Written request:
Rewrite the material from its first line through the line containing "column 377, row 61", both ends included, swapping "chicken" for "turkey" and leaving everything else unchanged.
** BEGIN Task material **
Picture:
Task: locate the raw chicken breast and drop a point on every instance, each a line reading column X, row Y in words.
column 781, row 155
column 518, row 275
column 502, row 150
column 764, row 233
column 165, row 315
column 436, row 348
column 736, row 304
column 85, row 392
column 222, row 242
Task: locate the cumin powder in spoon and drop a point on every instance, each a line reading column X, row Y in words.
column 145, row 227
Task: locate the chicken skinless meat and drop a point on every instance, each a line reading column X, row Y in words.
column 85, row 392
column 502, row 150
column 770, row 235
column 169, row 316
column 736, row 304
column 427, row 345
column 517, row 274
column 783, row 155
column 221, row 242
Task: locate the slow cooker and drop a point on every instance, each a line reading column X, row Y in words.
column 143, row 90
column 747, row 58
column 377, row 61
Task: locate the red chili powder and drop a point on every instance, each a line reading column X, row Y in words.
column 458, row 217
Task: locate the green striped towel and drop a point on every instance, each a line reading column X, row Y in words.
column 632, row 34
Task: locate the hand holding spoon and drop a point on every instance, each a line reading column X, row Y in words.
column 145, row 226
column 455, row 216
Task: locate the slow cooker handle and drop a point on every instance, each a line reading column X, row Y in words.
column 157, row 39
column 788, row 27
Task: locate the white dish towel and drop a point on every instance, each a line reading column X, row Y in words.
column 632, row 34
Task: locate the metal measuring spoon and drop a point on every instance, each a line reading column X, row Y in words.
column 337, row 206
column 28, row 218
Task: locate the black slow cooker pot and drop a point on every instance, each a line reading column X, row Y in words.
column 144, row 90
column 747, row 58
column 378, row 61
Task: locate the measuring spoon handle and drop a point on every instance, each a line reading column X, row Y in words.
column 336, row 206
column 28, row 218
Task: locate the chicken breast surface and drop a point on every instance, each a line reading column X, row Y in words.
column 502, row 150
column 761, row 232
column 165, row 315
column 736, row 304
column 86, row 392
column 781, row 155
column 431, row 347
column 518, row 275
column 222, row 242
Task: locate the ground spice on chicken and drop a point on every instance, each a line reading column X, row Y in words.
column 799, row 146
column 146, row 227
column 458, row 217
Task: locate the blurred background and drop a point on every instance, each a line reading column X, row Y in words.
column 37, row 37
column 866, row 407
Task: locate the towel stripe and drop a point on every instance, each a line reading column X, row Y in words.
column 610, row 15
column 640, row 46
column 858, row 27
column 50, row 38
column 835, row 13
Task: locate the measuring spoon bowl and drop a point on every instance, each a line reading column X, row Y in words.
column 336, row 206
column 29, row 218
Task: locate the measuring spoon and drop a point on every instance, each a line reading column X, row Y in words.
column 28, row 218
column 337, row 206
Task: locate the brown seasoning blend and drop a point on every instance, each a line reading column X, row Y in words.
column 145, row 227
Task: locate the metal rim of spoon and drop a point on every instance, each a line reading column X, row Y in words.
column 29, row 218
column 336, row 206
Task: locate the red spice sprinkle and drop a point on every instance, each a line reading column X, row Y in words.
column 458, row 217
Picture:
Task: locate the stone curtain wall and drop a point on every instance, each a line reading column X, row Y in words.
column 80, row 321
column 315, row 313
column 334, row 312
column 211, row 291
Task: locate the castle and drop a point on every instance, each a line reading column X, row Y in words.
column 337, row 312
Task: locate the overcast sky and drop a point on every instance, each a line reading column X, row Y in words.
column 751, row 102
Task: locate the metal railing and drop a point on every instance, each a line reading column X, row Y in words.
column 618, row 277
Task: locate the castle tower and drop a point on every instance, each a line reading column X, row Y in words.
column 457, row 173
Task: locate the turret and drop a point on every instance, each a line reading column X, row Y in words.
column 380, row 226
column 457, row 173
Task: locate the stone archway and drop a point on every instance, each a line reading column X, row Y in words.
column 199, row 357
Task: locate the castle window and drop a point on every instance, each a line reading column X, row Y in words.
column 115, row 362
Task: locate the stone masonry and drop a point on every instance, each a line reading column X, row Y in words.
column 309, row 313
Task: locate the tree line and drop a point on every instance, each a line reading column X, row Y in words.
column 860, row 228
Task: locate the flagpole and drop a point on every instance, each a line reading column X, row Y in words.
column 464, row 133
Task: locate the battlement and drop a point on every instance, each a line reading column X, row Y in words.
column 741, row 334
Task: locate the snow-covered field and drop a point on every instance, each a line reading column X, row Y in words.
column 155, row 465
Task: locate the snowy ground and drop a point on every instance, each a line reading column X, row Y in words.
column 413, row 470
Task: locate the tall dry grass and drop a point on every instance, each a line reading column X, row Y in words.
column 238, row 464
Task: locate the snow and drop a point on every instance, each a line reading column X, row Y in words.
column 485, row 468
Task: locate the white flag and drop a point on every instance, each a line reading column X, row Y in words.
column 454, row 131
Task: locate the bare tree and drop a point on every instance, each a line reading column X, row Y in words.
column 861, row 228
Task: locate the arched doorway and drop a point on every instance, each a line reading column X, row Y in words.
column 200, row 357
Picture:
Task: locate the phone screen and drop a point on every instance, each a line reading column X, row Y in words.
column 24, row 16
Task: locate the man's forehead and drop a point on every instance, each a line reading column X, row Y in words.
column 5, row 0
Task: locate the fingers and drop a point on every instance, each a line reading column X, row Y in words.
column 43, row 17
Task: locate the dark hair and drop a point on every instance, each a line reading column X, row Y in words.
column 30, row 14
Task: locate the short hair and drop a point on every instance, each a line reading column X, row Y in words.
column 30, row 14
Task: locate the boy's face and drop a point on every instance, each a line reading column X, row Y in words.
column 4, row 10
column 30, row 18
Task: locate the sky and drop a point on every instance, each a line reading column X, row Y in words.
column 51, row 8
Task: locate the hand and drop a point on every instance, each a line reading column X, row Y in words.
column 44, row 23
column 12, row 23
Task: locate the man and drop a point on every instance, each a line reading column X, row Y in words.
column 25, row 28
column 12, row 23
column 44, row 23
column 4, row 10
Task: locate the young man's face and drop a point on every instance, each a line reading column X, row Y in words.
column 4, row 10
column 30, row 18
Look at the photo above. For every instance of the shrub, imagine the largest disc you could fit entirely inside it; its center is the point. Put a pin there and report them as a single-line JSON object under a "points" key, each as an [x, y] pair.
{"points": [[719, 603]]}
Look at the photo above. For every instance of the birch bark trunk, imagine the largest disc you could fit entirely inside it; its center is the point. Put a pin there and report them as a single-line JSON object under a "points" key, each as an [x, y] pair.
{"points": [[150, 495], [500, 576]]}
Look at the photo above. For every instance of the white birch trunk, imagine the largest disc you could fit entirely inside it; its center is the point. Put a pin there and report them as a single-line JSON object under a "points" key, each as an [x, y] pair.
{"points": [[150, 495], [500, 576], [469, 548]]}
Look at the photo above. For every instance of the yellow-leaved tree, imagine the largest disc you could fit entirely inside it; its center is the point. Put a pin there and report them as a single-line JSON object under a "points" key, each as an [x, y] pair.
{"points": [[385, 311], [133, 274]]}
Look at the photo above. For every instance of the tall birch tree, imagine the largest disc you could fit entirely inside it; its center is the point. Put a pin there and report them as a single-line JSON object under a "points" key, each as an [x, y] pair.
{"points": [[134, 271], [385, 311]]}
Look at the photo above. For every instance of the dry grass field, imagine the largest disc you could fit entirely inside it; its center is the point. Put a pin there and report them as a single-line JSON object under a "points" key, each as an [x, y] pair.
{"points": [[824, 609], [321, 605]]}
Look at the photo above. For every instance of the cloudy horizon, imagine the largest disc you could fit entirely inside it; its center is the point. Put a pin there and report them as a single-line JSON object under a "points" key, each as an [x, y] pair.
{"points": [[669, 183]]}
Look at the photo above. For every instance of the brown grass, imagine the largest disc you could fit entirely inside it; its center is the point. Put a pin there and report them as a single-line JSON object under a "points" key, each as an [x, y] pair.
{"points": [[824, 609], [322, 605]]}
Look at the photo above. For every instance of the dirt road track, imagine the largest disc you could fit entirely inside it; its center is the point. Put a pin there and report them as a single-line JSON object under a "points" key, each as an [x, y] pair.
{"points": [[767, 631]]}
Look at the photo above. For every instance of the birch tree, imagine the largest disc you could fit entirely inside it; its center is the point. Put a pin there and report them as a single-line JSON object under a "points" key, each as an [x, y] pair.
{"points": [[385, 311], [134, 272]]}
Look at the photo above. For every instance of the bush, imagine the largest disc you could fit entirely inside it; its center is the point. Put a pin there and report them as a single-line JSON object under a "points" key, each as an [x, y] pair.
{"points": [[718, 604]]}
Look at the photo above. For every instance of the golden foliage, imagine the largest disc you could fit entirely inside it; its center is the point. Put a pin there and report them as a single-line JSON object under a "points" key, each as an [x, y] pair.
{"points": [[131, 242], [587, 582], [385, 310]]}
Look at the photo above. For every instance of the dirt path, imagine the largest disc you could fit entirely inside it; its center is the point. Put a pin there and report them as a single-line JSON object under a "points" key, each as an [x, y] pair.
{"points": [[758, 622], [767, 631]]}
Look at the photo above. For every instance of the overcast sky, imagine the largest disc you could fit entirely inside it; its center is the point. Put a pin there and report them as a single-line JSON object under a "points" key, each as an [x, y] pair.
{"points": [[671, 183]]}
** END Task material **
Problem solution:
Picture:
Task: locate the raw turkey breast and drop a point on every instance, each a line reading column X, row Y in words.
column 781, row 155
column 518, row 275
column 502, row 150
column 764, row 233
column 165, row 315
column 436, row 348
column 736, row 304
column 85, row 392
column 222, row 242
Task: locate the cumin powder in spoon and drop a point on every instance, each a line reading column X, row Y in words.
column 145, row 227
Task: locate the turkey skinless meat and drop a point on every instance, each a line reading column X, row Y in words.
column 85, row 392
column 502, row 150
column 770, row 235
column 169, row 316
column 736, row 304
column 427, row 345
column 517, row 274
column 783, row 155
column 221, row 242
Task: locate the slow cooker and drop a point on every instance, each a line reading column X, row Y in words.
column 143, row 90
column 747, row 58
column 377, row 61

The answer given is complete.